----- Data to process -----
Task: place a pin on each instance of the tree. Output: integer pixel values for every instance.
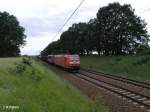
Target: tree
(11, 35)
(121, 30)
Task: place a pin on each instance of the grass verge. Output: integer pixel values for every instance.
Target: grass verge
(32, 87)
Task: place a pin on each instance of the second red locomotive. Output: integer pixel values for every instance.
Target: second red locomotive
(70, 62)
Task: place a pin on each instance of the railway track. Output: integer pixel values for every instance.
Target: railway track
(134, 91)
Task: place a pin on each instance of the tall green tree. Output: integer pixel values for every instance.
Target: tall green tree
(121, 30)
(11, 35)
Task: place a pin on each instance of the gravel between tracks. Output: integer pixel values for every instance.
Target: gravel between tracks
(114, 102)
-----
Problem requirements >>
Could the entries above be returned verbatim, with no pictures included?

Solution for this exercise >>
Task: place a pin on each instance of the tree. Output: integer pixel values for every instance.
Target: tree
(11, 35)
(121, 30)
Task: place a pin on each instance of the grass verge. Output: integer pixel values for every instance.
Target: grass verge
(32, 87)
Task: place a pin on each instance of the second red locomotive. Output: integer pixel values for every instance.
Target: second red locomotive
(70, 62)
Task: place a pin on each instance of the railway track. Output: integer pixel values for every instance.
Target: railway track
(134, 91)
Task: place a pin on each instance of the tall green tree. Output: integer pixel values for every instance.
Target: tall green tree
(121, 30)
(11, 35)
Task: place a pin on each instance of the gravel between tracks. Output: integer pixel values for every instance.
Target: gravel between tracks
(114, 102)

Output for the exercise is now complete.